— start Excerpt provided —

And the 65-year-old arrives two minutes before the 25-year-old. And if we ask the question, who should get it, we find that people tend to be self-serving in the direction of which of the two people are more like themselves.
So old people are biased toward the 65-year-old, young people toward the 25-year-old.

But if we encourage people to think about what would be fair if they don't consider their own demographics. And now all of a sudden people realize that the 25-year-old has many, many more years to live than the 65-year-old on average.
and now there's a shift among the older people we ask this question to, to give this limited resource to where it can do the most good, consistent with what we think Rawls would mean by putting on a veil of ignorance. I'm wondering in the modern world in which we live, Max, there are so many ways in which we now collaborate, not just with people face-to-face who are working down the corridor from us, but people who are working remotely, people who are working in other parts of the world.
I would imagine that the challenge of apportioning credit fairly, of understanding what other people might be contributing, of understanding in a negotiation what somebody else is giving, becomes so much harder now than it was before. Absolutely.
And you're highlighting one of the important ways in which the game has changed. We deal with more people who differ from us today than we ever did before.
And so we're dealing with people in different locations, from different ethnic groups, on a much, much more regular basis.

And we're often doing it without seeing them face to face.

So the farther people get, both in terms of our connectivity to them and our identification with them, the easier it is to not place full value on what they're bringing to the deal. And how do you fix that? Because, of course, I don't know if we're going to go back to a world where all of the negotiations are always going to be face-to-face.
I mean, we are in a world now where, for better or worse, we are stuck with, you know, virtual communications and handoffs that can span many, many time zones. Yeah, so to begin with, you kind of already brought up an answer.
To what extent can we put on a veil of ignorance so that we're not as biased by our own lens? We have found that people are pretty good at taking a neutral perspective if we ask them to, and to put on a veil of ignorance and think about that problem. So it's not that we're incapable of thinking about the other side.
We simply don't. And the more they're distant from us, the easier it is to ignore their critical role in a negotiation.
So simply stopping and adopting in the perspective of the other side, not only makes you a nicer person, but it strategically makes you a more effective person to understand who they are in the negotiation. And the failure to consider the perspective of the other side is one of the key barriers that keeps negotiators from being more effective.

— end Excerpt provided —
— start Data section —

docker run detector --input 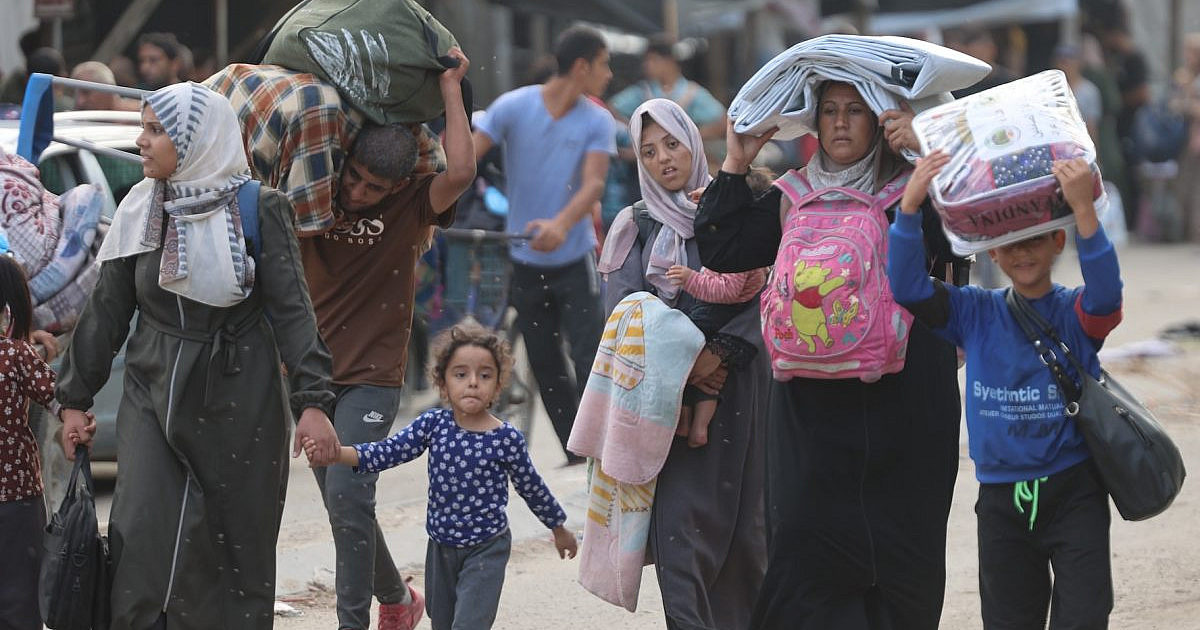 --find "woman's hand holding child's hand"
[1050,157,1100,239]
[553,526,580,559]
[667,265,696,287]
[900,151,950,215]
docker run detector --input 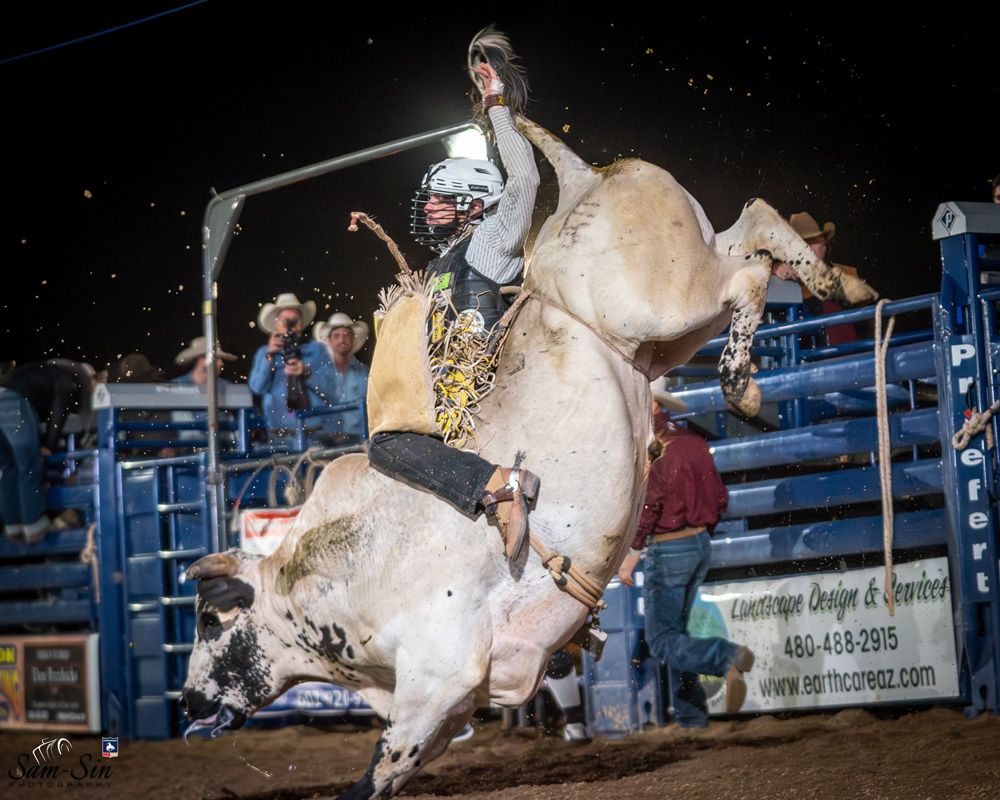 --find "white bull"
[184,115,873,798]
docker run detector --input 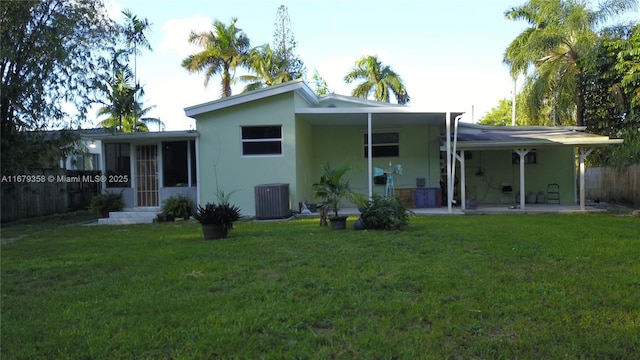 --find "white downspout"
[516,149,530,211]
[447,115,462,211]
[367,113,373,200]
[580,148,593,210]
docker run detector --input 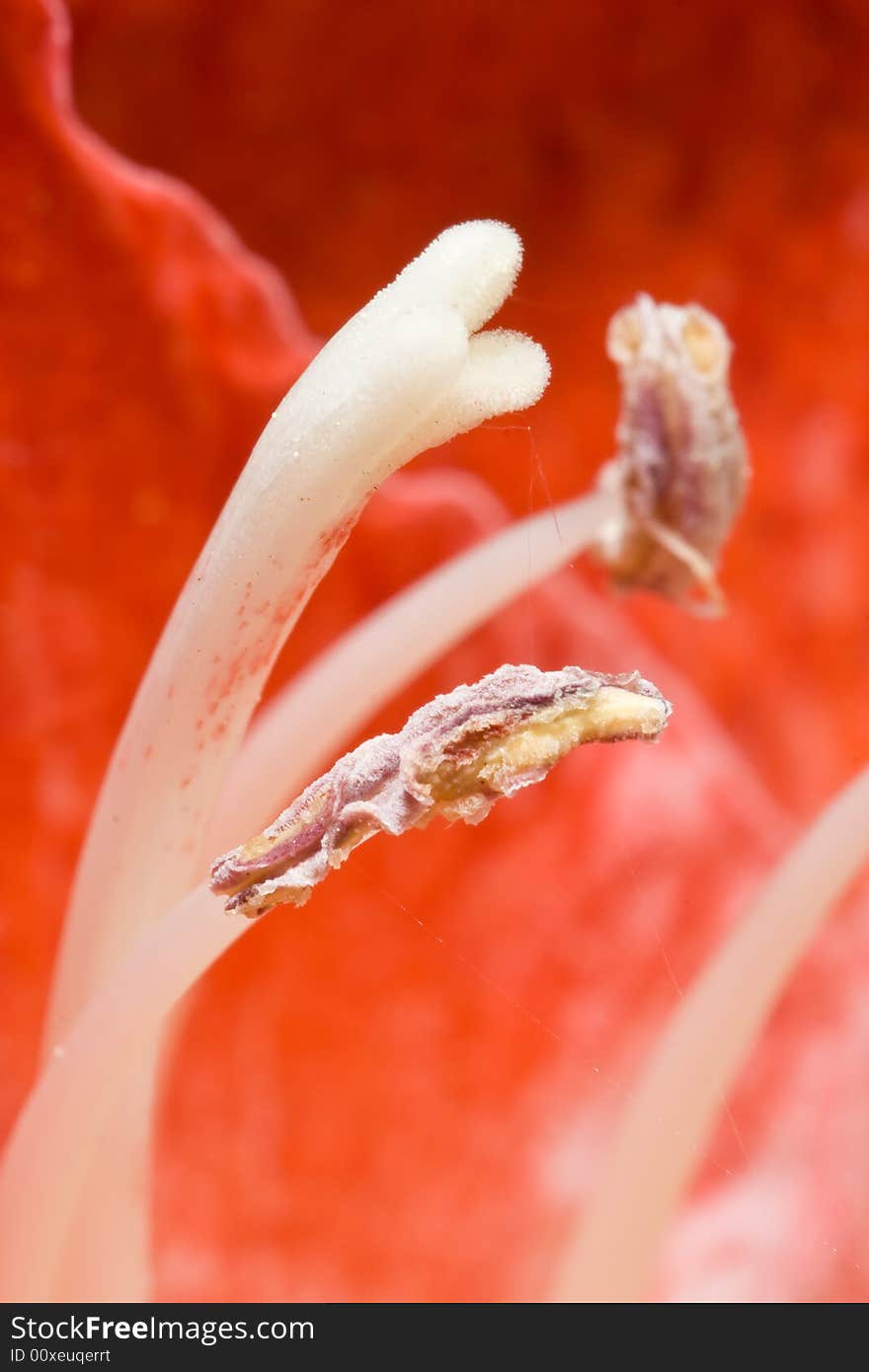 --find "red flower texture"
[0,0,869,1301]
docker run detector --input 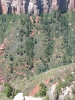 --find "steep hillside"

— end Data section —

→ **Task requirements**:
- a) In the conversation excerpt, why do the older people who are asked change their choice about who should get the limited resource once they are encouraged to set aside their own demographics?
- b) From the conversation excerpt, pull out the part that opens with the words "To what extent" and closes with "the other side.", copying it word for word.

→ **Solution list**:
- a) Thinking about fairness without their own demographics in mind, they realize that the 25-year-old has many more years to live than the 65-year-old on average. So they shift toward giving the limited resource to where it can do the most good.

- b)
To what extent can we put on a veil of ignorance so that we're not as biased by our own lens? We have found that people are pretty good at taking a neutral perspective if we ask them to, and to put on a veil of ignorance and think about that problem. So it's not that we're incapable of thinking about the other side.